**Assignment**. Write the next part of the report below on the implications of the NHS Long Term Plan for Nottingham, beginning after its final point, (e).

**Supplied passage**.
Start of Block

Report of the Head of Legal and Governance
Colin Monckton, Director of Strategy and Policy, attended to brief Councillors on the implications of the NHS Long Term Plan for Nottingham, highlighting the following points:
(a) the Plan was published on 7 January 2019 and sets out the NHS direction over the next 10 years, with £20.5bn to be spent over 5 years with the priorities of better integration of health and social care, improving prevention and early intervention, and addressing health inequalities. There will be a commitment to mental health, children and young people, with changes to make procurement processes more efficient and further investment in community teams, to help Local Authorities (LAs) take on more responsibility for good performance;
(b) as part of the plan, systems will be:
(i) restructured, with the clear expectation that LAs will aim to participate in their local Integrated Care Systems (ICS). ICSs will have partnership boards to include LAs with accountability and performance frameworks. There will be a stronger role for the NHS in commissioning preventative health services and the NHS will support local approaches to blending health and social care budgets where councils and CCGs agree;
(ii) redesigned, with a comprehensive rollout of personalised care and personal health budgets. Where outpatients and testing move from acute into community care, LAs will work in partnership with hospitals with major Accident & Emergency departments to reduce delayed transfers of care. New commitments will be in place for reablement and community care to an age-appropriate model;
(iii) reoriented, to create a service design aim that will avoid preventable hospitalisation and tackle the wider underlying factors of mental and physical ill-health. It will tackle health inequalities and include place-based prevention, early intervention and a focus on wider lifestyle, and facilitate the rollout of social prescribing;
(iv) refurbished, so that data management will be improved. The property estate will be maximised, teams and targets will change with the new NHS workforce implementation plan later this year, with community two-hour crisis teams, two-day access to reablement and clinical support for care homes; and the improvement of technology over the next 10 years;
(c) the Plan will be implemented alongside the Adult Social Care Green Paper due in early 2019, the publication of Local Plans for 2019/2020 by April 2019, the publication of local 5-year plans by Autumn 2019, the National Implementation Programme spending review of decisions on social care and Public Health, the Green Paper on prevention and proposed changes to legislation on competition in procurement;
(d) for funding, every area in England will receive a cash increase of at least 17% over the next 5 years, including a minimum rise of 4.4% in 2019/20, with £1bn a year distributed according to greatest need. NHS England will introduce a more accurate assessment of need to ensure the allocations formulae is more responsive to the greatest health inequalities and unmet need from April 2019;
(e) the primary risks include: a potential lack of detail, with the NHS planning guidance still to follow; that the ICS plan will not take a sufficiently place-based approach; that funding is used to fill the holes rather than to create change; that the NHS simply adds a new community function, rather than transforming its general approach; that the commissioning culture does not improve; and that the workforce does not exist to deliver the aims.

End of Block

**Dataset extract**.
Start of Block

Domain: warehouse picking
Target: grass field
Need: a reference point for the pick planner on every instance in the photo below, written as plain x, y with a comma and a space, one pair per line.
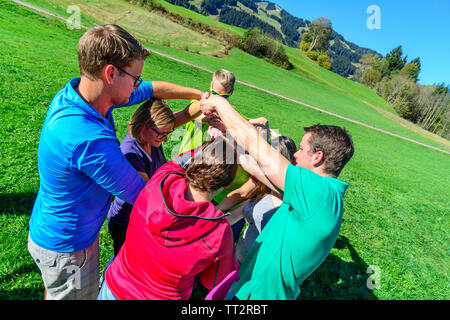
396, 208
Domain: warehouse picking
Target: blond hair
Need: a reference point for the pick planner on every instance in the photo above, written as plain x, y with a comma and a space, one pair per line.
107, 44
225, 78
152, 113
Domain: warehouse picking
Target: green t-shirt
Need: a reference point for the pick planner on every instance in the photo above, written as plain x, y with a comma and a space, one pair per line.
296, 240
196, 134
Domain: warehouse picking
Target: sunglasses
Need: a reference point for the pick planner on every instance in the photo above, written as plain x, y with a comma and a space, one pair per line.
137, 81
161, 134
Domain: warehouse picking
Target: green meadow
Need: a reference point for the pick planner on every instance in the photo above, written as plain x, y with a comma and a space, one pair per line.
396, 208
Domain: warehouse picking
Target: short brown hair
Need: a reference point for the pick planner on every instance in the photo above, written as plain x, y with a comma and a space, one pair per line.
335, 143
107, 44
152, 113
225, 78
209, 170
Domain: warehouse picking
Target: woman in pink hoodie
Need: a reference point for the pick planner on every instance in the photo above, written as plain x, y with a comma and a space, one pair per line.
175, 233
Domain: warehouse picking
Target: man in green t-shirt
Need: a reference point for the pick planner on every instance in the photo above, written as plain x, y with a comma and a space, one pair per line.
302, 232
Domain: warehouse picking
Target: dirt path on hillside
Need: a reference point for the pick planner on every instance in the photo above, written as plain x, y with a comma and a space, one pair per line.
40, 10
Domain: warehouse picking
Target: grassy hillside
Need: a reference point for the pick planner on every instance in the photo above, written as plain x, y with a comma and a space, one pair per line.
307, 82
395, 211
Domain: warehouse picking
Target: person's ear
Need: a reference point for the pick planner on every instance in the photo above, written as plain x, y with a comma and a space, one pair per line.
318, 158
109, 73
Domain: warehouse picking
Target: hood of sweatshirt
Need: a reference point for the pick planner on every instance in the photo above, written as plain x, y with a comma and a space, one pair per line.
174, 221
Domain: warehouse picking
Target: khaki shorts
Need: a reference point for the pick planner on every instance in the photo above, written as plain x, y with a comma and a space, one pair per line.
68, 275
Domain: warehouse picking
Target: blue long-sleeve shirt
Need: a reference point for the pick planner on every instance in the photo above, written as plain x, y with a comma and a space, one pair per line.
80, 166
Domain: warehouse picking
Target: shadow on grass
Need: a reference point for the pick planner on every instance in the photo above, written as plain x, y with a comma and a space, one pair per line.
21, 293
17, 203
338, 279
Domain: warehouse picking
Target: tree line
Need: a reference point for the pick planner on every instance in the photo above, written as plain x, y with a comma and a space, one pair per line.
395, 79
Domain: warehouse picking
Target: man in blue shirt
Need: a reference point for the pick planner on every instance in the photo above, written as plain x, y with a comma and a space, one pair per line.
80, 162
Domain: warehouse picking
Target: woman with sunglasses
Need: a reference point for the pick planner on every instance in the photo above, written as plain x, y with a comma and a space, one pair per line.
150, 125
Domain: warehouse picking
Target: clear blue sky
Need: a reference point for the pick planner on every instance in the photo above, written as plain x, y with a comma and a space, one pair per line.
421, 27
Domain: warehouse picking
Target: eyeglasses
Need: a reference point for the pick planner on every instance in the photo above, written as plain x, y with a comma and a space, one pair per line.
224, 95
161, 134
137, 81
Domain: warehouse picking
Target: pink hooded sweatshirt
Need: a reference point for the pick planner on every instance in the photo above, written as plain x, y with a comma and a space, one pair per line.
163, 251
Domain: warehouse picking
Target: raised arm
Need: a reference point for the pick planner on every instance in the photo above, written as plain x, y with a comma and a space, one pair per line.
272, 163
189, 113
167, 90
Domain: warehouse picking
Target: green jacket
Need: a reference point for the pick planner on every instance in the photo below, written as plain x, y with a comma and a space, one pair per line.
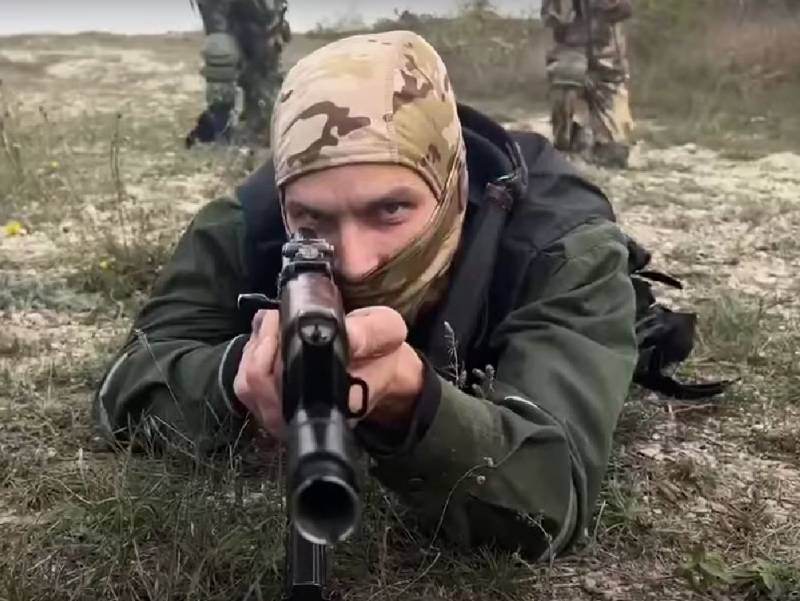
521, 469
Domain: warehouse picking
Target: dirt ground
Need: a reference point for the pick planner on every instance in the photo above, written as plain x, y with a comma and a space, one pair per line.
95, 186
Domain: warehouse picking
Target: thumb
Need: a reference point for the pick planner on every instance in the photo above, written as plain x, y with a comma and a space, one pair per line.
374, 331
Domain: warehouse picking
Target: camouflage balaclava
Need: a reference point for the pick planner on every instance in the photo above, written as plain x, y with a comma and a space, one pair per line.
380, 98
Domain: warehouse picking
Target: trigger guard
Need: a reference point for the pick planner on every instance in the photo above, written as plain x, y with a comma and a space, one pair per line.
358, 382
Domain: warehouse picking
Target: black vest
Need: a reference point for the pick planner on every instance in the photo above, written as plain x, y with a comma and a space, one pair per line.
524, 197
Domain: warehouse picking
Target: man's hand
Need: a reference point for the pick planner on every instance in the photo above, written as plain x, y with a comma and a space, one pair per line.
379, 355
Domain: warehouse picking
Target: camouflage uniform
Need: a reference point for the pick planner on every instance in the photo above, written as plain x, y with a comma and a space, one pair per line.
244, 41
588, 73
522, 467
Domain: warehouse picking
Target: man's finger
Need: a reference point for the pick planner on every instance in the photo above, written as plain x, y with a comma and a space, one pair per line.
267, 340
374, 331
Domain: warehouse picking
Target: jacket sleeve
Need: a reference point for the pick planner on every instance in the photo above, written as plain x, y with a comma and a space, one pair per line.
170, 380
523, 469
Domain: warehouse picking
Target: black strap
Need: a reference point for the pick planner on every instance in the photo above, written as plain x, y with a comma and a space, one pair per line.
474, 266
469, 284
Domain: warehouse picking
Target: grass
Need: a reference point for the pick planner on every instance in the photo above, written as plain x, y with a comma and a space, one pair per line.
699, 502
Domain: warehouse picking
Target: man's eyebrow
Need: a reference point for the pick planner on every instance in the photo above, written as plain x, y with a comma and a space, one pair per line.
397, 194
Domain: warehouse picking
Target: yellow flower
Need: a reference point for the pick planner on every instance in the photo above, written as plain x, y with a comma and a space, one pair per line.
14, 228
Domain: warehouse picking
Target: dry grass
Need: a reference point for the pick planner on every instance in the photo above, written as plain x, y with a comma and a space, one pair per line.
698, 503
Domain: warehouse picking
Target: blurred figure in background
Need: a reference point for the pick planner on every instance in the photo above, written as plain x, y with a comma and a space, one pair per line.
588, 72
243, 46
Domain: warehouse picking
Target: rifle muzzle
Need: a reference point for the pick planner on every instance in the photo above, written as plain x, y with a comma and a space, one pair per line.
323, 501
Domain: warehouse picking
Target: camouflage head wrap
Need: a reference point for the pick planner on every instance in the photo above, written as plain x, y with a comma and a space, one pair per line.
380, 98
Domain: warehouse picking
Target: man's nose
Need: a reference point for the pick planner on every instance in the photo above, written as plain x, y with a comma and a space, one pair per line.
354, 257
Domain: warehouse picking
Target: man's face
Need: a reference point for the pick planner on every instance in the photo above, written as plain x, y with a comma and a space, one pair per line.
368, 212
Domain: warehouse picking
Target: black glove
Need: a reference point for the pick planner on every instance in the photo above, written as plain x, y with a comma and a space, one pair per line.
212, 126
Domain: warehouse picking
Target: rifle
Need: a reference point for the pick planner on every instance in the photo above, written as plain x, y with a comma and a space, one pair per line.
322, 490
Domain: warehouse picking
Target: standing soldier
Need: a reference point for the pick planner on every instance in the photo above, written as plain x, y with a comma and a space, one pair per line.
588, 73
244, 41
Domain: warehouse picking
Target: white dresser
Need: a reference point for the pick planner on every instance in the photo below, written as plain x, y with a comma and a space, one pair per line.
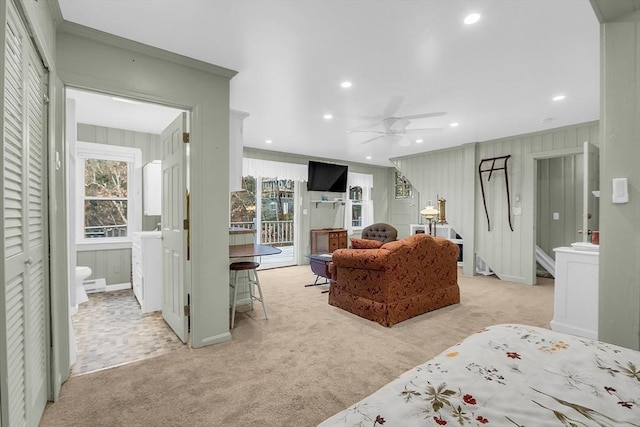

End of Block

**Answer section**.
Following questions and comments from the Committee, some additional information was provided by Colin Monckton, Serena Broughton and by Dr Hugh Porter:
(f) 111 is a free number to help patients of all needs navigate to the right service, but it also has a clinical function and is able to make appointments for patients at GPs with electronic booking systems. A major objective of the system is to ensure that patients are not forwarded to multiple different points of contact before they reach the service that they need;
(g) the current situation with regards to tackling issues such as gambling addiction is being assessed to develop a collaborative approach to this and related issues;
(h) achieving joined-up, cost-effective decision-making is a major objective, and carers could be given access to the details of a patient’s course of treatment to support them in following it;
(i) currently, the areas of greatest financial need are identified using a formula-driven process lead by the Accounting and Corporate Regulatory Authority (ACRA). It is anticipated that the formula will be financially positive for the City, but it is not yet clear to what degree;
(j) there is a national requirement for the provision of 24/7 mental health crisis services by 2021, with more funding being allocated to help meet the challenge of recruiting and retaining a suitable workforce. A significant effort will be made to improve home resolution and to ensure that patients are not moved outside their community for treatment. A major focus will be on helping people to not reach the crisis point, with more guidance to be issued as part of the Long Term Plan;
(k) a local and collaborative response on commissioning of services is required to avoid perverse incentives encouraging one body to seek to pass costs to another under the pressure of the demands of regulators, rather than aligning resources to being the greatest benefit.
1) thank the Director of Strategy and Policy for sharing the initial information on the NHS Long Term Plan; and
2) consider the NHS Long Term Plan in more detail at the next meeting.